§ **What this task involves**
The records below are to be copied word for word, with every picture left out.

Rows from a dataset
========

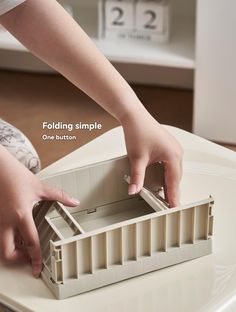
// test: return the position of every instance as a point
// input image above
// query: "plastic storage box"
(112, 236)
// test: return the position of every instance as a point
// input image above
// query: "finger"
(8, 251)
(30, 236)
(173, 173)
(138, 168)
(52, 193)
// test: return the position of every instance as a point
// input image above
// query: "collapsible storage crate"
(112, 236)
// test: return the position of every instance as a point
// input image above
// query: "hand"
(19, 191)
(148, 142)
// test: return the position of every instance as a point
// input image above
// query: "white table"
(205, 284)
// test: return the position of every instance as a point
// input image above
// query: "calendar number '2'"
(150, 24)
(118, 20)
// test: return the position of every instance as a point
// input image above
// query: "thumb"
(52, 193)
(138, 168)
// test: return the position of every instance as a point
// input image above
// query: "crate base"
(146, 264)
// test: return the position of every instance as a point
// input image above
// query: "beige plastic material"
(112, 236)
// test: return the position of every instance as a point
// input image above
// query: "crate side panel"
(99, 253)
(69, 261)
(172, 230)
(158, 234)
(114, 241)
(84, 255)
(201, 221)
(187, 226)
(143, 238)
(129, 242)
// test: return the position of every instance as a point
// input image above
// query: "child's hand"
(19, 191)
(148, 142)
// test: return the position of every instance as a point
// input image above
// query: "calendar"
(143, 20)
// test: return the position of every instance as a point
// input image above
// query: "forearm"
(46, 29)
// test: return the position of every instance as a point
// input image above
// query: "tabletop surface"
(204, 284)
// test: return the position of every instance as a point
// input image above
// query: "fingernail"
(75, 201)
(36, 274)
(132, 189)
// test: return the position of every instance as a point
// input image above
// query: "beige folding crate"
(112, 236)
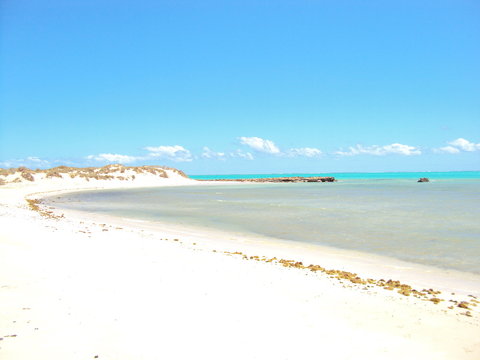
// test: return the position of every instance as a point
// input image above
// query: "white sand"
(71, 290)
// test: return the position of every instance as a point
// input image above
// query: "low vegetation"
(108, 172)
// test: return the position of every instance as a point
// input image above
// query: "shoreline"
(114, 288)
(367, 265)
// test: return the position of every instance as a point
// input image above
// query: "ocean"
(435, 223)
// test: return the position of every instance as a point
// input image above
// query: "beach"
(77, 285)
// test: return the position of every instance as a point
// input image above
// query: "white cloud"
(447, 149)
(377, 150)
(113, 158)
(30, 162)
(261, 145)
(465, 145)
(210, 154)
(242, 154)
(175, 153)
(307, 152)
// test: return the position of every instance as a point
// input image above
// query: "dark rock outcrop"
(288, 179)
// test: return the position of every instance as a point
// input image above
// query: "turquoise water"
(435, 223)
(347, 176)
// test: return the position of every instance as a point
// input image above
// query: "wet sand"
(82, 286)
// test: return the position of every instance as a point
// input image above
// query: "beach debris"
(430, 295)
(463, 305)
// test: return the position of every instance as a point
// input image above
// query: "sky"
(237, 87)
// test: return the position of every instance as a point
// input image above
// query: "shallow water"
(434, 223)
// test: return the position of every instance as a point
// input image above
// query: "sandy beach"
(84, 286)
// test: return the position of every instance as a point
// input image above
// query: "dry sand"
(87, 286)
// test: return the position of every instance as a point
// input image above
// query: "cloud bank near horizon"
(256, 145)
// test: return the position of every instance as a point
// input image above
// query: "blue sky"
(217, 87)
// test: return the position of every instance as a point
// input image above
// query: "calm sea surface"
(435, 223)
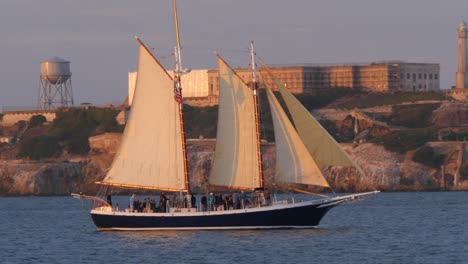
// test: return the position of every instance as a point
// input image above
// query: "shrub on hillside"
(74, 126)
(325, 97)
(404, 140)
(464, 172)
(377, 99)
(36, 121)
(426, 156)
(39, 147)
(413, 116)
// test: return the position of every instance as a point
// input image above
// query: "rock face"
(451, 115)
(384, 170)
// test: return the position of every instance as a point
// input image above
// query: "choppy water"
(389, 228)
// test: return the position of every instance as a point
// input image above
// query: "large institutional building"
(201, 87)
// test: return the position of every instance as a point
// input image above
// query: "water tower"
(55, 88)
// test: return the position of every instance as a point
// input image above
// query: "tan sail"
(151, 152)
(293, 162)
(236, 162)
(321, 145)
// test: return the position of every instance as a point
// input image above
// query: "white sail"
(293, 162)
(236, 163)
(151, 154)
(321, 145)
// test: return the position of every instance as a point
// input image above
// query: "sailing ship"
(152, 154)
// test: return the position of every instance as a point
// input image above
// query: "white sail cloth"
(236, 163)
(294, 164)
(151, 154)
(321, 145)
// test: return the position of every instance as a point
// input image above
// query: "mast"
(178, 96)
(256, 109)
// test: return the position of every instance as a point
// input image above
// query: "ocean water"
(388, 228)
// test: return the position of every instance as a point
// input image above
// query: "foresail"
(236, 161)
(293, 162)
(321, 145)
(150, 155)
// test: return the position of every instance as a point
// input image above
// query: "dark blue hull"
(287, 216)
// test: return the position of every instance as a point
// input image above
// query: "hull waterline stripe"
(204, 228)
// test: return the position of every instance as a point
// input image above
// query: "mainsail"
(293, 162)
(321, 145)
(236, 163)
(151, 152)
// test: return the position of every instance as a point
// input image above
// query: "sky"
(97, 37)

========

§ **Correct answer**
// test: return the position of every instance as a point
// input image above
// query: "plastic storage box"
(112, 236)
// test: return the position of every instance as a point
// input image above
// query: "finger"
(8, 251)
(30, 236)
(173, 173)
(138, 168)
(52, 193)
// test: return the position of every instance as a point
// input image above
// query: "collapsible storage crate"
(112, 236)
// test: return the position of every instance as a point
// input image above
// query: "hand"
(19, 191)
(148, 142)
// test: return the position of every instance as a point
// input image above
// query: "white table"
(205, 284)
// test: return the position of every instance as a point
// input image above
// query: "calendar number '2'"
(150, 24)
(118, 20)
// test: return the position of every instance as a point
// input image above
// query: "thumb"
(52, 193)
(138, 168)
// test: return the position of every instance as a point
// input image above
// query: "crate base"
(146, 264)
// test: return the position of every instance as a point
// input image above
// query: "beige plastic material"
(112, 236)
// test: return the position of every instance as a point
// input image above
// query: "crate side panel"
(99, 253)
(69, 261)
(172, 230)
(158, 234)
(114, 241)
(84, 255)
(201, 221)
(187, 226)
(143, 238)
(129, 242)
// test: return the position of every instance as a point
// input image above
// query: "child's hand"
(19, 191)
(148, 142)
// test: return the position of every instance as a point
// input image above
// query: "calendar"
(143, 20)
// test: return the position of every instance as a point
// input image above
// query: "forearm"
(46, 29)
// test: return the position of every instance as a point
// input image above
// query: "tabletop surface"
(204, 284)
// test: return the position of every instance as a point
// input image above
// query: "fingernail"
(75, 201)
(36, 274)
(132, 189)
// test: return the position of every instance as a point
// input image above
// query: "beige folding crate"
(112, 236)
// test: return the position of every instance as a point
// input image above
// query: "white sand"
(71, 290)
// test: return the position of every instance as a point
// input image above
// query: "low vegetation"
(108, 172)
// test: return the position of every instance as a point
// input image above
// query: "shoreline"
(114, 288)
(367, 265)
// test: return the position of every instance as a point
// input image above
// query: "ocean"
(435, 223)
// test: return the position of every instance as a point
// input image above
// query: "beach"
(77, 285)
// test: return the position of every instance as a point
// input image above
// query: "white cloud"
(447, 149)
(377, 150)
(113, 158)
(30, 162)
(261, 145)
(465, 145)
(210, 154)
(242, 154)
(175, 153)
(307, 152)
// test: return the position of every instance as a point
// input image above
// query: "dark rock outcrop"
(288, 179)
// test: return the position of every instance as a point
// input image above
// query: "turquoise water"
(435, 223)
(347, 176)
// test: return the position of every instance as a point
// input image above
// query: "wet sand"
(82, 286)
// test: return the position of every instance as a point
// input image above
// query: "beach debris"
(430, 295)
(463, 305)
// test: return the position of every instance as a point
// input image above
// query: "sky"
(237, 87)
// test: return the position of every instance as a point
// input image above
// query: "shallow water"
(434, 223)
// test: return the position of every instance as a point
// input image above
// query: "sandy beach"
(84, 286)
// test: return the position of every instance as a point
// input image above
// query: "dry sand"
(87, 286)
// test: return the position of every instance as a point
// input image above
// query: "cloud bank near horizon"
(256, 145)
// test: return the position of every instance as a point
// input image above
// query: "blue sky"
(217, 87)
// test: return the position of every instance as a point
// input image above
// query: "calm sea surface"
(435, 223)
// test: return the position of every instance as a point
// input image above
// query: "shrub on hillside"
(74, 126)
(325, 97)
(404, 140)
(464, 172)
(377, 99)
(36, 121)
(426, 156)
(39, 147)
(413, 116)
// test: return the position of every instance as a point
// input image above
// query: "rock face"
(451, 115)
(384, 170)
// test: return the position of every instance as a point
// input image above
// query: "choppy water"
(389, 228)
// test: return the position of every instance as a point
// input image above
// query: "large institutional building"
(201, 87)
// test: return the position of every instance as a point
// input image above
// query: "water tower"
(55, 88)
// test: return the position of every instance as a point
// input image above
// query: "tan sail"
(151, 152)
(293, 162)
(236, 162)
(321, 145)
// test: return the position of every instance as a point
// input image above
// query: "white sail"
(293, 162)
(236, 163)
(151, 154)
(321, 145)
// test: return the position of every instance as a point
// input image above
// query: "sailing ship"
(152, 154)
// test: return the position of every instance as a point
// input image above
// query: "white sail cloth"
(236, 163)
(294, 164)
(151, 154)
(321, 145)
// test: return the position of every instance as a point
// input image above
// query: "mast"
(178, 96)
(256, 109)
// test: return the position of every instance as a point
// input image above
// query: "ocean water"
(388, 228)
// test: return the position of every instance as a point
// input image above
// query: "foresail"
(236, 161)
(293, 162)
(321, 145)
(150, 155)
// test: return the position of every instance as a point
// input image above
// query: "dark blue hull"
(287, 216)
// test: return the position of every instance as a point
// input image above
// query: "hull waterline stripe"
(204, 228)
// test: return the position of every instance as a point
// input image above
// query: "mainsail"
(293, 162)
(321, 145)
(236, 163)
(151, 152)
// test: return the position of every instance as a point
// input image above
// query: "sky"
(97, 37)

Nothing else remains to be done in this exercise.